Exercise requirements:
Return the material below with every line unchanged and in the same order.

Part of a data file
* begin *

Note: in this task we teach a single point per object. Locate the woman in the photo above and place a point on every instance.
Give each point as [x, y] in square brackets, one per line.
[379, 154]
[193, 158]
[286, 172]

* end *

Correct response:
Note: in this task we teach a single point per object. Locate the woman in the photo above and place a point on every instance.
Give each point as [x, y] in square brackets, one per line.
[379, 154]
[193, 158]
[286, 172]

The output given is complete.